_INFORMATION SHOWN:_
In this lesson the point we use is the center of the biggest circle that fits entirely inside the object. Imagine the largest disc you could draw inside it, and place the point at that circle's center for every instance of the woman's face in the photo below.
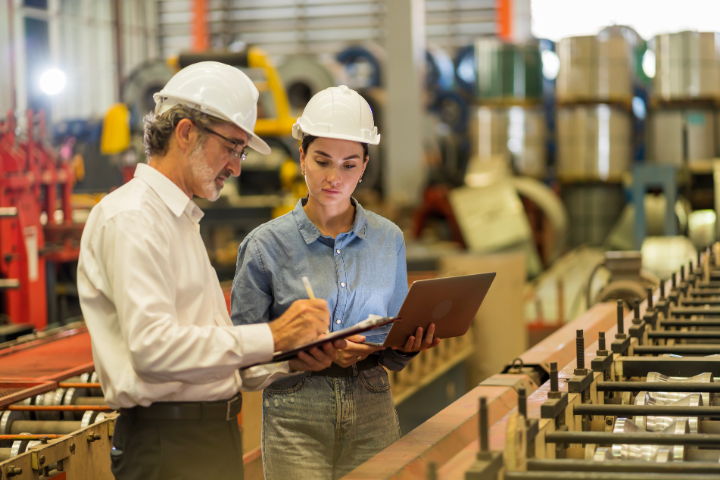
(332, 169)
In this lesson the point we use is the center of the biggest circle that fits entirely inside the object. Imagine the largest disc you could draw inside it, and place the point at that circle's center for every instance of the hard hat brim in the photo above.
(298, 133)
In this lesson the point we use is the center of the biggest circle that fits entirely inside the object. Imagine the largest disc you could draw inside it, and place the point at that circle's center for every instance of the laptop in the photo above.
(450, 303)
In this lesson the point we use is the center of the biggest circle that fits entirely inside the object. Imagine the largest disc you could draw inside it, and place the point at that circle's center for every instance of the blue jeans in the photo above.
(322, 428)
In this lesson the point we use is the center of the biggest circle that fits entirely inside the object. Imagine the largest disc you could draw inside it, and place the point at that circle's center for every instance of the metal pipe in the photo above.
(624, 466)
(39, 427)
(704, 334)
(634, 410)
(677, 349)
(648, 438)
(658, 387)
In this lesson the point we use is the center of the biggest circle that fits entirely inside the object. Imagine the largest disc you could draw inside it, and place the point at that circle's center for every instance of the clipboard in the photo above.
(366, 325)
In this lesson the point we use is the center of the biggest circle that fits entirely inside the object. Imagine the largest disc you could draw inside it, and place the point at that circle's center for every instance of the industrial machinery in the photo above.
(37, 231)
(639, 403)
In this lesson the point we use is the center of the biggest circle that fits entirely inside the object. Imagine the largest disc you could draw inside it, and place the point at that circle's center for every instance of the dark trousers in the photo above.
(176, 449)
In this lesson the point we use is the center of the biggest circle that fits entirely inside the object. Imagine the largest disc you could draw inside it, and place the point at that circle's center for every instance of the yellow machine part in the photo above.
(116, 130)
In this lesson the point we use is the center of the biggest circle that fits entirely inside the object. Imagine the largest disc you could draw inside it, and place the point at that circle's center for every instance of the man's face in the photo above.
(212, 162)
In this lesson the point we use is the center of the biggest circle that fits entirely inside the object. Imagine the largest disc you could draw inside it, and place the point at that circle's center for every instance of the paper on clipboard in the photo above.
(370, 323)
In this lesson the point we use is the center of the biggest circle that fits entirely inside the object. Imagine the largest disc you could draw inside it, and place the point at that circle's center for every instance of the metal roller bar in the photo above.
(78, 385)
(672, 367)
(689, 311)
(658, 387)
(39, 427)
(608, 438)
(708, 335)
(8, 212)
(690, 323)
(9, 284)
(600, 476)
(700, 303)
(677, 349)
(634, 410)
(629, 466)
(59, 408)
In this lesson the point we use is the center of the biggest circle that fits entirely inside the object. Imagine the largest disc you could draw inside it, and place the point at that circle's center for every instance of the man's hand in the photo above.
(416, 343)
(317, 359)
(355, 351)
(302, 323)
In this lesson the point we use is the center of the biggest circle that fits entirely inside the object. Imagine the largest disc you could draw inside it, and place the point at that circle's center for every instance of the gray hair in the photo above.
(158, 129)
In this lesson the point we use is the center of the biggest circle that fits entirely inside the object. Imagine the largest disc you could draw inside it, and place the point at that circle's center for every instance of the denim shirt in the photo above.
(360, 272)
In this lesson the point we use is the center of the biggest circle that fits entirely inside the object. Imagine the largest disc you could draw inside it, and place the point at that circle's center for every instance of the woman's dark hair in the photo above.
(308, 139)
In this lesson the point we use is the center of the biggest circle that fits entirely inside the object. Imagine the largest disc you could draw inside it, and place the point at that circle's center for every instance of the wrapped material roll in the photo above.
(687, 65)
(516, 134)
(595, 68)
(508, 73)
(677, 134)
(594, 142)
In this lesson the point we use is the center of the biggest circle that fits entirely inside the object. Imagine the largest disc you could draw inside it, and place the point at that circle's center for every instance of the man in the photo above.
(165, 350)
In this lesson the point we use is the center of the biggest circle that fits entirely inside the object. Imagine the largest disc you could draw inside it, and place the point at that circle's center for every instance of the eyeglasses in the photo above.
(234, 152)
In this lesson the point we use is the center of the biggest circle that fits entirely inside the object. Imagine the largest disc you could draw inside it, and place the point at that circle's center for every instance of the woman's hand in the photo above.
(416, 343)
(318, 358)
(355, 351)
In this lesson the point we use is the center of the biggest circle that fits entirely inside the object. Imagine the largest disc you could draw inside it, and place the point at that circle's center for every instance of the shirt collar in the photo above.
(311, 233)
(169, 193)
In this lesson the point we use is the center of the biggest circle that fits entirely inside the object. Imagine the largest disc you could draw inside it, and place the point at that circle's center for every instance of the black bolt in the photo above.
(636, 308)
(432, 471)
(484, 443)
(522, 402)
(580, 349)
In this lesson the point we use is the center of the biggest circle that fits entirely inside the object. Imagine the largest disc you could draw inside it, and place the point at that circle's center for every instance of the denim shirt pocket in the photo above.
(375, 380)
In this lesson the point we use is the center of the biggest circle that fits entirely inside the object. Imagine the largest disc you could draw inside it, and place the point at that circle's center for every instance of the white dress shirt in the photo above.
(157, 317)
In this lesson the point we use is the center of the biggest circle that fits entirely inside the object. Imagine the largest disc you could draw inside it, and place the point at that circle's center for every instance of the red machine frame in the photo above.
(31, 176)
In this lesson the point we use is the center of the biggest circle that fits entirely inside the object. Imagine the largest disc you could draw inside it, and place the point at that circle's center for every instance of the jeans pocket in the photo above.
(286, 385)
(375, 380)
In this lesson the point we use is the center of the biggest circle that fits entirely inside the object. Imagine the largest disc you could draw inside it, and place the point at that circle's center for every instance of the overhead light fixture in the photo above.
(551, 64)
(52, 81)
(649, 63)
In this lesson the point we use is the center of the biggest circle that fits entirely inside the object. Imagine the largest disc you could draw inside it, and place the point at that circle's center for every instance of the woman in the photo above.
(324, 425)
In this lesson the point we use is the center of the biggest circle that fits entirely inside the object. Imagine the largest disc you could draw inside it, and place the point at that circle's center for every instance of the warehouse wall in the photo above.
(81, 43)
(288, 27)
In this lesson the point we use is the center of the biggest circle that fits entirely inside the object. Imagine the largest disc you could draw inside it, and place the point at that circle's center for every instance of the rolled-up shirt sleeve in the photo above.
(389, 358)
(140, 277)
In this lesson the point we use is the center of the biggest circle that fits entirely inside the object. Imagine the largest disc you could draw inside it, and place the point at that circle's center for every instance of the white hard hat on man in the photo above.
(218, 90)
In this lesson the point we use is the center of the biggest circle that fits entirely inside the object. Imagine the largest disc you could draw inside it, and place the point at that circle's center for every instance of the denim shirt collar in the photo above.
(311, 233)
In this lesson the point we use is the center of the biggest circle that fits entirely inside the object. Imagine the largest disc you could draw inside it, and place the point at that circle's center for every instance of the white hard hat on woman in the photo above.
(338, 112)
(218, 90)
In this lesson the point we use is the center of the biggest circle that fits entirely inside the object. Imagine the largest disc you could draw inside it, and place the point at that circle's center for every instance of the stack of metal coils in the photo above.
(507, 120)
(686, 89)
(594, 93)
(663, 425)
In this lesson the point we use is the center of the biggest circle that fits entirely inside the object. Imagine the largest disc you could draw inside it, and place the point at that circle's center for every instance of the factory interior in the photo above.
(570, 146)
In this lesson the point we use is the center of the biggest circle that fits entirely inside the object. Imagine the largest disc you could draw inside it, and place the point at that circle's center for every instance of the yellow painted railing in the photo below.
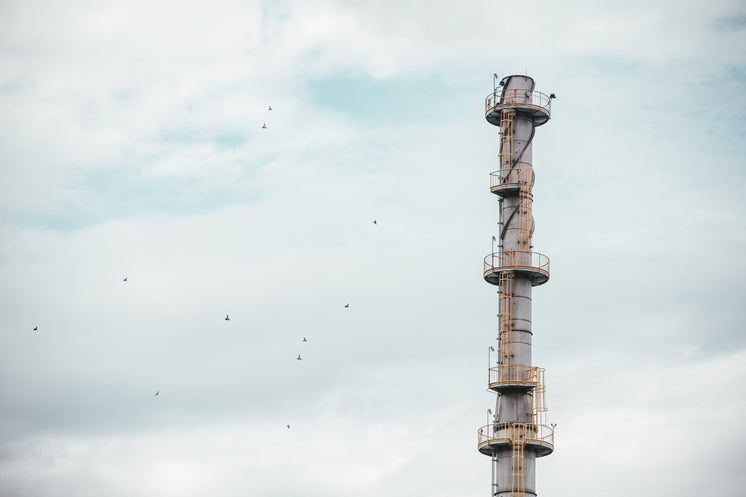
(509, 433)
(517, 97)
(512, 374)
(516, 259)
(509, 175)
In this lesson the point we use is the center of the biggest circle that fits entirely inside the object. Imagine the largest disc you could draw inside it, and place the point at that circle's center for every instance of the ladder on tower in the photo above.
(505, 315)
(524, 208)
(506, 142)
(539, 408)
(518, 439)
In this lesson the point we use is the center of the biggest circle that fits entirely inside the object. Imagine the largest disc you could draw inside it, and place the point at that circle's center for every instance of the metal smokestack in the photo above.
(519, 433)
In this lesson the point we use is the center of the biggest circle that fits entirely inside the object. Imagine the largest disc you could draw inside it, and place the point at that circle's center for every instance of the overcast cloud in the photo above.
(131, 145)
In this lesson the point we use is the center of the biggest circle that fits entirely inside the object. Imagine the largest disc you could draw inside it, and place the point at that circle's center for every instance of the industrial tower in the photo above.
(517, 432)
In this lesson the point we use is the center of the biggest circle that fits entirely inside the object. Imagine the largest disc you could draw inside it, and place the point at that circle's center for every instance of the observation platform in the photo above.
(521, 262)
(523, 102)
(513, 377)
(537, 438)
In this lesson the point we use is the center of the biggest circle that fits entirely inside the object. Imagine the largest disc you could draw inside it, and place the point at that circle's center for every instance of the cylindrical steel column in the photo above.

--

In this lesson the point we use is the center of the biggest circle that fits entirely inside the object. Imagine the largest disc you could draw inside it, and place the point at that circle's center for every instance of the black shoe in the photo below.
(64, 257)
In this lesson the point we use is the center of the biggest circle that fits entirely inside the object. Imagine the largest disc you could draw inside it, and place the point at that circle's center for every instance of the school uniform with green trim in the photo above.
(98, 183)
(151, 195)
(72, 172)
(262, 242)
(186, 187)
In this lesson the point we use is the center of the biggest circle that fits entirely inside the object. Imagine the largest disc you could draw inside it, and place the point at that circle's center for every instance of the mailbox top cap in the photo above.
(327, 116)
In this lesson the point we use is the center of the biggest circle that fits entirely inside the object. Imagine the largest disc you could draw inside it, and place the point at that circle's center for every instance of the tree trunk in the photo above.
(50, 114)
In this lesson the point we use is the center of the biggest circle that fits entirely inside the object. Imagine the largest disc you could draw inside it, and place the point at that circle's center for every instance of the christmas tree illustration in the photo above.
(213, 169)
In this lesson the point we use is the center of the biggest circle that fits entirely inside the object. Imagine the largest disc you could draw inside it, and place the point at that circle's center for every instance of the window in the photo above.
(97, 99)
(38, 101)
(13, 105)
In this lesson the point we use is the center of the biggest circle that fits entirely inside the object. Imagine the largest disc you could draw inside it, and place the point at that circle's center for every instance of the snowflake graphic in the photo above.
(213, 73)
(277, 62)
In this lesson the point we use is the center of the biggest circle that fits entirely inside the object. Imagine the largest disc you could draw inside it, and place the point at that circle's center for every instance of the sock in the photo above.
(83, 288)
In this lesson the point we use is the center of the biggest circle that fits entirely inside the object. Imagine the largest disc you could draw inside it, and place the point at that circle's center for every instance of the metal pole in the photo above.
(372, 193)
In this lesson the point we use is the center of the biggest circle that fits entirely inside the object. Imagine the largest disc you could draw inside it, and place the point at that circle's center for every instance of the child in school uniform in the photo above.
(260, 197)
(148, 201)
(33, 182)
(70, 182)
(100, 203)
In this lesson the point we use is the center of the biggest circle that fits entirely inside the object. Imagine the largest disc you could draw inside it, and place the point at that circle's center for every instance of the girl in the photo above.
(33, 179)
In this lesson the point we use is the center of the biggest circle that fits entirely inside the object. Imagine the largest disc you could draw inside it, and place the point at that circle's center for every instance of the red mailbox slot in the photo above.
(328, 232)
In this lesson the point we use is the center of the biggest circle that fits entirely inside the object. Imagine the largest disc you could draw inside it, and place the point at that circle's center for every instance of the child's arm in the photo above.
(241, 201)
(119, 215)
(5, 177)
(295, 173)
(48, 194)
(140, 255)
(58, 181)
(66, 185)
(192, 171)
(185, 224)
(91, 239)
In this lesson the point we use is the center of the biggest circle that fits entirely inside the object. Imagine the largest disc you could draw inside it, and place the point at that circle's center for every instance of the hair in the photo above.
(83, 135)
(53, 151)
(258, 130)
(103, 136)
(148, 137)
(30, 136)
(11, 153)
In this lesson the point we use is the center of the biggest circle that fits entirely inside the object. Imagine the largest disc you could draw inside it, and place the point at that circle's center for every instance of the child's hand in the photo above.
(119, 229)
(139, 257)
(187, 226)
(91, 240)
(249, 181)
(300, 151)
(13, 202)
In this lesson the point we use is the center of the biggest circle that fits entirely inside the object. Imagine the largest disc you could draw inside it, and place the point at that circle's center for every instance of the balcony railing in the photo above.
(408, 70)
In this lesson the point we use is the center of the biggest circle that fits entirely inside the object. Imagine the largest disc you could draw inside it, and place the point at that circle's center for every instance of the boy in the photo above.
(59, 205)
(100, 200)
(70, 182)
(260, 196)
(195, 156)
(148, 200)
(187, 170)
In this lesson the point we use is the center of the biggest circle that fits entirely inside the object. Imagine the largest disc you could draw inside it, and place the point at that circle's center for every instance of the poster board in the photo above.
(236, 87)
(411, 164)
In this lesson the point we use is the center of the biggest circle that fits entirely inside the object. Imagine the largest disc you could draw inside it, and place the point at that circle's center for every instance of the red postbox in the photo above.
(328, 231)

_WRITTEN REQUEST:_ Rewrite the lines from the one containing "cloud in the photo above." up to and including the one containing "column in the photo above.", changing every "lesson" to "exercise" and leaving everything else unchanged.

_SOLUTION TO THE PROBLEM:_
In this exercise the point we use is the center of the biggest circle that fits entirely inside the object. Imagine the largest disc you could draw inside it, and place the point at that circle's center for every instance of the overcast cloud in the photo above.
(131, 145)
In this exercise the point we use is the center of the biggest circle that fits entirely inside the object. Imagine the largest disc you could draw inside it, and place the point at that circle's center for every instance of the industrial tower in the photo above.
(517, 432)
In this exercise the point we use is the center of the biggest circle that fits entirely inside the object. Imagine the largest disc you could draw inside it, and place the point at that circle's center for every instance of the observation platform in the photo above.
(521, 262)
(523, 102)
(513, 377)
(537, 438)
In this exercise the point we use is the center of the biggest circle that fits entirely inside the object. Imagine the largest disc you could draw inside it, and place the point at that circle's center for every instance of the cylindrical steel column in the photo above.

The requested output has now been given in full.